**Testo di partenza**
┌──
Dittature sostanzialmente non diverse sorsero in Romania, in Polonia, negli stati baltici, in Ungheria, in Portogallo e infine in Spagna. I nazisti, che avevano un istinto infallibile per tali differenze, usavano criticare sdegnosamente i difetti degli alleati fascisti, mentre la loro genuina ammirazione per il regime bolscevico era frenata soltanto dal disprezzo per le razze dell’Europa orientale. L’unico uomo per cui Hitler avesse un rispetto incondizionato era il geniale Stalin; e anche se sulla Russia non possediamo (e presumibilmente non possederemo mai) il ricco materiale documentario di cui disponiamo per la Germania, sappiamo dal discorso di Chruščëv al XX congresso del partito che Stalin si fidava soltanto di un uomo, e quello era Hitler.

 

Nei piccoli paesi europei i regimi non totalitari erano stati preceduti da movimenti totalitari che, organizzate le masse e conquistato il potere, sembravano essersi arrestati di fronte al totalitarismo come di fronte a un obiettivo troppo ambizioso ripiegando sugli schemi più familiari della dittatura di classe o di partito. La verità è che questi paesi non disponevano di un sufficiente materiale umano per sopportare le enormi perdite di vite richieste continuamente da un apparato di potere totale. Mussolini tentò di porvi rimedio lanciandosi in avventure coloniali, che dopotutto non gli fruttarono molto più dell’ostilità delle vecchie potenze imperialistiche, specialmente dell’Inghilterra; ma, anche in caso di successo, avrebbe ottenuto al massimo un territorio da colonizzare per le eccedenze demografiche dell’Italia, e non delle masse umane da impiegare in esperimenti totalitari.




 

Non avendo alcuna speranza di conquistare territori più popolati, i tiranni dei piccoli paesi erano costretti a una certa moderazione di vecchio stampo se non volevano perdere anche la popolazione su cui governavano. Ecco, fra l’altro, perché il nazismo, fino allo scoppio della guerra e all’espansione in tutta l’Europa, rimase così indietro rispetto alla controparte russa in fatto di coerenza e spietatezza; neppure il popolo tedesco era abbastanza numeroso da consentire il pieno sviluppo di questa nuovissima forma di governo.

 

Solo se la Germania avesse vinto la guerra, avrebbe conosciuto un dominio totalitario completo; e i sacrifici che ciò avrebbe comportato non solo per le razze inferiori, ma per gli stessi tedeschi possono essere valutati dai piani di Hitler che ci sono giunti. In ogni caso fu soltanto durante la guerra, dopo che le conquiste nell’est europeo avevano reso possibili i campi di sterminio e messo a disposizione enormi masse umane, che la Germania fu in grado di instaurare un regime veramente totalitario.
└──
**Consegna**
Trascrivi fedelmente il passo del brano sul totalitarismo che va da "Non avendo alcuna" fino a "forma di governo.". Queste voci non hanno alcun rapporto con il brano sul totalitarismo.

Voci elencate in un dataset
┌──
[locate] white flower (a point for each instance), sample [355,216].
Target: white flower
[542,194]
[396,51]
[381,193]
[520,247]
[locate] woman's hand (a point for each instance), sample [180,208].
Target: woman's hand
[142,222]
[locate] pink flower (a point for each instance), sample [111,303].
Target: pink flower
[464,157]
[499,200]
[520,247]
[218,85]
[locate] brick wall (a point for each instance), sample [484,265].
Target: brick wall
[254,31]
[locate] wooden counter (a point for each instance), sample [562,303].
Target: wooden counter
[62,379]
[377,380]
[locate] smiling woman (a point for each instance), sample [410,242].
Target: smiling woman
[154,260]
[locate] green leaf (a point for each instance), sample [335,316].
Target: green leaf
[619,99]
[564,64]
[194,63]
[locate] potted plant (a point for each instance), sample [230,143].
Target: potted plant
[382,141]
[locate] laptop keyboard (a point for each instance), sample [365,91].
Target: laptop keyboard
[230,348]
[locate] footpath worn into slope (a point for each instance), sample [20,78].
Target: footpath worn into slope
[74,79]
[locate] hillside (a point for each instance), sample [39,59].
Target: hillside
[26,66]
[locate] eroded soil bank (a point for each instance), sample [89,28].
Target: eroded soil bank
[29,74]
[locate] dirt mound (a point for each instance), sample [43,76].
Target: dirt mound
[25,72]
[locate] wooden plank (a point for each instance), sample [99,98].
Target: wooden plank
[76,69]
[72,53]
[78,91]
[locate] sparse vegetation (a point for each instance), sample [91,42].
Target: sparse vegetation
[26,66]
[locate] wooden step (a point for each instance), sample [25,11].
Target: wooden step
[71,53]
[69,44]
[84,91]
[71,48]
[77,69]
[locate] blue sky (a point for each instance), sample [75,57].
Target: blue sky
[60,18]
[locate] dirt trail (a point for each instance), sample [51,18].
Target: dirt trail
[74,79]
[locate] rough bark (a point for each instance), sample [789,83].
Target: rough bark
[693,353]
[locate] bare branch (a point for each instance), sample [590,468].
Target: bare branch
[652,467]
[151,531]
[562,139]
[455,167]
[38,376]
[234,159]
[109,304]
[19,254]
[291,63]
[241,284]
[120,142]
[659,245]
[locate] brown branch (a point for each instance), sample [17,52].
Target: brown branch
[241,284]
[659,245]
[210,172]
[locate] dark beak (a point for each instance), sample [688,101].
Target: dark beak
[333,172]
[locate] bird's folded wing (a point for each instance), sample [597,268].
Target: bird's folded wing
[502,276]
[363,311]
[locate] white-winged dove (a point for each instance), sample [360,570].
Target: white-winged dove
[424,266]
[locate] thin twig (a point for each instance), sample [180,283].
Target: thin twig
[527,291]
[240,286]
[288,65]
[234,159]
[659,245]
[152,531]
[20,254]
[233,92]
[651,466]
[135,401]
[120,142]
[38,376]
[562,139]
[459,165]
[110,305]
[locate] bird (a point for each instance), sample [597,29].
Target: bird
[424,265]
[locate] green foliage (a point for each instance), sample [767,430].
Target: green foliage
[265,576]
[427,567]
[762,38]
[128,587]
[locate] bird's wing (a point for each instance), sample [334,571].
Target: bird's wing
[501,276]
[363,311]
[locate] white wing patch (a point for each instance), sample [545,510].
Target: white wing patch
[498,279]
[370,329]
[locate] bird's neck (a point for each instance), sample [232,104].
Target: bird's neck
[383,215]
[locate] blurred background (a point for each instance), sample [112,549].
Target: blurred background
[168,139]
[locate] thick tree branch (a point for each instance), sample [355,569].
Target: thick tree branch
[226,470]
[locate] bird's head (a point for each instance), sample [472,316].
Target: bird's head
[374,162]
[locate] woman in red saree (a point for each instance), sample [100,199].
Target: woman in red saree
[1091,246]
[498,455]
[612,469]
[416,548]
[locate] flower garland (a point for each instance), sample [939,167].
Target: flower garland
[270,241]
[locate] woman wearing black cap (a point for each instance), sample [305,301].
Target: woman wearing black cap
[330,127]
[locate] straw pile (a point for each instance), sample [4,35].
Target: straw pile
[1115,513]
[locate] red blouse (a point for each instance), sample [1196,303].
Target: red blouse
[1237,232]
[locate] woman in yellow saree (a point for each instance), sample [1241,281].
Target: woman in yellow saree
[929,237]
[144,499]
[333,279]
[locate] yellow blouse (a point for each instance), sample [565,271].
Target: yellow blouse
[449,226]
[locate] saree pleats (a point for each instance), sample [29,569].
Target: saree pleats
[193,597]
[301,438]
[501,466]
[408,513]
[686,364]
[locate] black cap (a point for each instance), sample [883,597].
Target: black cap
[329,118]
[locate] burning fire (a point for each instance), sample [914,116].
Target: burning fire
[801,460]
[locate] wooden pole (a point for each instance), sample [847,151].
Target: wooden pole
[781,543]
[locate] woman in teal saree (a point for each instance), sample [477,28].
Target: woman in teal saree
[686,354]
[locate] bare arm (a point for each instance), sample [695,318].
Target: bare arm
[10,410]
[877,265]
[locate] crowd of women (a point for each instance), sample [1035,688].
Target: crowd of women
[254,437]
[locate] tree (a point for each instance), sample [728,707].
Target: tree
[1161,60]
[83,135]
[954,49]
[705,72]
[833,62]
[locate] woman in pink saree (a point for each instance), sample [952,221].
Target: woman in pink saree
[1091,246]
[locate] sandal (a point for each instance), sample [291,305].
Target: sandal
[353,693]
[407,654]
└──
**Compito svolto**
Non avendo alcuna speranza di conquistare territori più popolati, i tiranni dei piccoli paesi erano costretti a una certa moderazione di vecchio stampo se non volevano perdere anche la popolazione su cui governavano. Ecco, fra l’altro, perché il nazismo, fino allo scoppio della guerra e all’espansione in tutta l’Europa, rimase così indietro rispetto alla controparte russa in fatto di coerenza e spietatezza; neppure il popolo tedesco era abbastanza numeroso da consentire il pieno sviluppo di questa nuovissima forma di governo.